- **WHAT YOU NEED TO DO**:
Your answer should be the records below, written out exactly.

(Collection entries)
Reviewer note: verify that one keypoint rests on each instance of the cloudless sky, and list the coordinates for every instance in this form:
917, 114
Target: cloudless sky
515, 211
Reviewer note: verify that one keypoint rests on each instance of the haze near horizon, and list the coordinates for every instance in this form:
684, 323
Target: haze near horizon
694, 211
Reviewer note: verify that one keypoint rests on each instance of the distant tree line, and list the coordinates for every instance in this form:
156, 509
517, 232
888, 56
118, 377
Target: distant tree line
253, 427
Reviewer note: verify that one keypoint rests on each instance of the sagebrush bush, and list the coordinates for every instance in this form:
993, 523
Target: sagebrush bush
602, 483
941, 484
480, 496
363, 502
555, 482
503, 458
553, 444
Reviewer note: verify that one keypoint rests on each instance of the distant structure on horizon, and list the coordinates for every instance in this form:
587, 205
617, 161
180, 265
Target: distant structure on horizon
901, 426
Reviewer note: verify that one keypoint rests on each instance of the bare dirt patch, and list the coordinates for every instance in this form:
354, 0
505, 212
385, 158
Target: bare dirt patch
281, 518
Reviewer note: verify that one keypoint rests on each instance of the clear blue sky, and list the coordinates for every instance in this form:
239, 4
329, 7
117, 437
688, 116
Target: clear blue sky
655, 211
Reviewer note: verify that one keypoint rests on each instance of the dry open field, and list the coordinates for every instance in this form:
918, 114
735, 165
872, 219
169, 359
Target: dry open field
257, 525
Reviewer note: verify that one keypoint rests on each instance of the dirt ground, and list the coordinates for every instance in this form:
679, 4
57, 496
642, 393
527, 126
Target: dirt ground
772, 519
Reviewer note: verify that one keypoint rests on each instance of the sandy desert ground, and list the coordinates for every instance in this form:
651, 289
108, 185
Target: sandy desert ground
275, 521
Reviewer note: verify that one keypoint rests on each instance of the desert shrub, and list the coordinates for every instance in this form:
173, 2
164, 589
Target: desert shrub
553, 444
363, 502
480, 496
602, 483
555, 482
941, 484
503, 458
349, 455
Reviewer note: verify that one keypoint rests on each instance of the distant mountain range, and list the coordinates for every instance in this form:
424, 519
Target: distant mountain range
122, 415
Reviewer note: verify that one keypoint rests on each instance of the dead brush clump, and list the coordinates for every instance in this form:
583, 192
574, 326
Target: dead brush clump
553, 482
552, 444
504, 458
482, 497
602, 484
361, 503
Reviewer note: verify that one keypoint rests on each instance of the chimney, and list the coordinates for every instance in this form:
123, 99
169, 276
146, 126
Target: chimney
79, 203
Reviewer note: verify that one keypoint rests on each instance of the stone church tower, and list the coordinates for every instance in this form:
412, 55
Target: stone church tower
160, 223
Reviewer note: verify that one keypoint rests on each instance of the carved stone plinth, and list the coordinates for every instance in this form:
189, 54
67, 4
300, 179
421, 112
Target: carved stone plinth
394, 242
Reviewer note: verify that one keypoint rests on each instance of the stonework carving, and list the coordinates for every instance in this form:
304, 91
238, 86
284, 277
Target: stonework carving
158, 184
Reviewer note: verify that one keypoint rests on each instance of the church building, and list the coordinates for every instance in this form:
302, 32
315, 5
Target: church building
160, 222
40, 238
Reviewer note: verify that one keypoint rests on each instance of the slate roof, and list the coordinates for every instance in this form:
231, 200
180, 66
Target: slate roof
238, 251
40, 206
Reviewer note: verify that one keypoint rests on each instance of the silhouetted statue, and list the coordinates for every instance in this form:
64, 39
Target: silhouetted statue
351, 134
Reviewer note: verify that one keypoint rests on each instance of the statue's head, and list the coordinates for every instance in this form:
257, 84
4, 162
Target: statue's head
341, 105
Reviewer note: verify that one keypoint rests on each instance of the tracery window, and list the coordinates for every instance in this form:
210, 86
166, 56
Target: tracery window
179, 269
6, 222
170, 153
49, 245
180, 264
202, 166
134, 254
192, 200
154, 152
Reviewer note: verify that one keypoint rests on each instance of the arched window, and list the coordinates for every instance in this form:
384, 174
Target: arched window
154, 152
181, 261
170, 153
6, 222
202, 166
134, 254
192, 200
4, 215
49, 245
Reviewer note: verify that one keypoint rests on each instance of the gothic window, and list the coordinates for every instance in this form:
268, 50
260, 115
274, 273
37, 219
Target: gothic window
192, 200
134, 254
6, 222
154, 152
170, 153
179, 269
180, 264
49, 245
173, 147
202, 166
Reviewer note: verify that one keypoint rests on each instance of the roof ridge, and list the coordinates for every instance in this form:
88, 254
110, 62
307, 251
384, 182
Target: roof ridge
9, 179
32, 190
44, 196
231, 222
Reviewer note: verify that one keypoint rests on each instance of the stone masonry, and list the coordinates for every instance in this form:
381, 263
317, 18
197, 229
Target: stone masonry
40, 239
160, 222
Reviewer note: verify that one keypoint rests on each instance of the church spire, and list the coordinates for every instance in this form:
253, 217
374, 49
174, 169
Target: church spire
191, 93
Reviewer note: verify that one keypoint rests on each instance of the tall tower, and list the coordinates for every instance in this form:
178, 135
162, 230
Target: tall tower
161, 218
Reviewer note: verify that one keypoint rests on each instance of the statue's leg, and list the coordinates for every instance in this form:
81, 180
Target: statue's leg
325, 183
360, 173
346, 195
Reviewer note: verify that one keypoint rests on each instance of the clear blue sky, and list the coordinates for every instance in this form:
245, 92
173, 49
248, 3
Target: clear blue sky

- **SOLUTION**:
Reviewer note: verify that one keypoint rests on each instance of the cloudless sky, and list the coordinates for every instance in this form:
917, 114
Target: cloudless sky
515, 211
Reviewer note: verify that one keypoint rests on each instance of the haze near horizon, and list the coordinates for every instance in this form:
684, 323
Target: haze near horizon
694, 211
Reviewer note: verify that one keypoint rests on each instance of the distant tree line, and list the coordinates for every instance in this form:
156, 509
517, 232
888, 56
118, 377
Target: distant tree line
253, 427
Reviewer note: verify that one keypoint rests on each instance of the sagebrush bush, and list the coordinates for every instance in this form:
993, 523
Target: sagebrush bush
602, 483
941, 484
480, 496
363, 502
555, 482
503, 458
553, 444
Reviewer note: verify that one keypoint rests on each instance of the distant structure on horizon, and list the coordinates for every instance in this form:
587, 205
617, 161
180, 265
Target: distant structure on horizon
901, 426
Reviewer note: verify that one keypoint rests on each instance of the bare dirt patch, and list the coordinates for every instance in this form:
354, 0
505, 212
385, 158
Target: bare dirt patch
281, 518
Reviewer note: verify that one keypoint rests on each instance of the clear blue sky, and list the coordinates for every instance in this form:
239, 4
329, 7
117, 437
688, 116
Target: clear blue sky
655, 211
Reviewer note: verify that one keypoint rests on each instance of the dry open field, and list the coordinates for every instance in this form:
918, 114
735, 165
872, 219
169, 359
Target: dry open field
257, 525
Reviewer note: verify that one keypoint rests on each instance of the dirt ground, and list the coordinates for every instance in this form:
679, 4
57, 496
642, 393
527, 126
Target: dirt ground
772, 519
Reviewer note: verify that one keypoint rests on each instance of the sandy desert ground, and list the coordinates for every instance in this form:
651, 289
108, 185
Target: sandy desert ground
275, 521
Reviewer note: verify that one keypoint rests on each instance of the desert shrub, and list the coordinates for every instance in this form:
173, 2
164, 589
Target: desert shrub
553, 444
363, 502
480, 496
602, 483
555, 482
941, 484
503, 458
349, 455
Reviewer note: verify that one keypoint rests on each instance of the distant mountain range, and list the coordinates for every instance in this form:
424, 519
Target: distant mountain range
122, 415
Reviewer note: verify that one keypoint rests on each instance of the dead brush clump, and list the coordinates for every instance in this form:
583, 192
574, 326
Target: dead brush clump
553, 482
552, 444
504, 458
482, 497
602, 484
361, 503
Reviewer note: verify that one keypoint rests on each instance of the chimney, and list the coordinates for every instance in this form:
123, 99
169, 276
146, 126
Target: chimney
79, 203
Reviewer note: verify that one keypoint rests on each instance of the stone church tower, and list the coordinates for every instance in this form:
412, 55
Target: stone church tower
160, 223
Reviewer note: verify that one keypoint rests on each instance of the carved stone plinth, and list the coordinates for every instance in this form:
189, 54
67, 4
300, 179
421, 112
Target: carved stone plinth
394, 242
Reviewer note: verify that one keypoint rests on each instance of the stonework carving, and list the coordinates for every instance in this form:
304, 91
238, 86
284, 277
Target: stonework carving
158, 184
Reviewer note: verify that one keypoint rests on each instance of the church building, and list the coordinates for every instance in this form:
302, 32
315, 5
Target: church building
160, 222
40, 238
Reviewer note: verify that one keypoint rests on each instance of the slate roof, and list the coordinates for every instance in this form:
231, 200
180, 66
Target: slate roof
238, 251
40, 206
Reviewer note: verify that one keypoint rests on each instance of the silhouetted statue, and list the coordinates for every instance in this form:
64, 39
Target: silhouetted statue
351, 134
Reviewer note: verify that one keypoint rests on each instance of the statue's head, and list the coordinates for every instance in this form:
257, 84
4, 162
Target: statue's head
341, 105
Reviewer note: verify that one keypoint rests on each instance of the tracery window, and list the coordinates for every instance in this form:
210, 86
166, 56
Target: tracery window
179, 269
6, 222
170, 153
49, 245
180, 264
202, 166
134, 254
192, 200
154, 152
Reviewer note: verify that one keypoint rests on each instance of the arched window, and list the coordinates for every instance in this form:
384, 174
Target: arched window
154, 152
181, 261
170, 153
6, 222
202, 166
134, 254
192, 200
4, 215
49, 245
Reviewer note: verify that one keypoint rests on each instance of the gothic window, and list the coordinates for every instance in this form:
268, 50
260, 115
274, 273
37, 219
Target: gothic window
192, 200
134, 254
6, 222
154, 152
170, 153
179, 269
180, 264
49, 245
173, 147
202, 166
Reviewer note: verify that one keypoint rests on each instance of the roof ridge, and list the coordinates for every instance in this form:
88, 254
110, 62
307, 251
384, 182
Target: roof ridge
9, 179
32, 190
44, 196
231, 222
Reviewer note: verify that one keypoint rests on each instance of the stone masonry, and list the coordinates for every instance in this form:
381, 263
317, 18
197, 229
Target: stone masonry
40, 239
160, 222
Reviewer note: verify that one keypoint rests on each instance of the church spire, and list the coordinates for every instance in this form:
253, 217
374, 49
174, 169
Target: church spire
191, 93
Reviewer note: verify that one keypoint rests on each instance of the tall tower, and list the coordinates for every instance in this form:
178, 135
162, 230
Target: tall tower
161, 218
Reviewer note: verify that one keypoint rests on each instance of the statue's leg, and list the coordinates for every instance in this form:
81, 180
Target: statue's leg
325, 183
360, 173
346, 195
Reviewer note: verify that one keypoint rests on each instance of the clear blue sky, and list the coordinates for every instance in this form:
245, 92
173, 49
248, 3
Target: clear blue sky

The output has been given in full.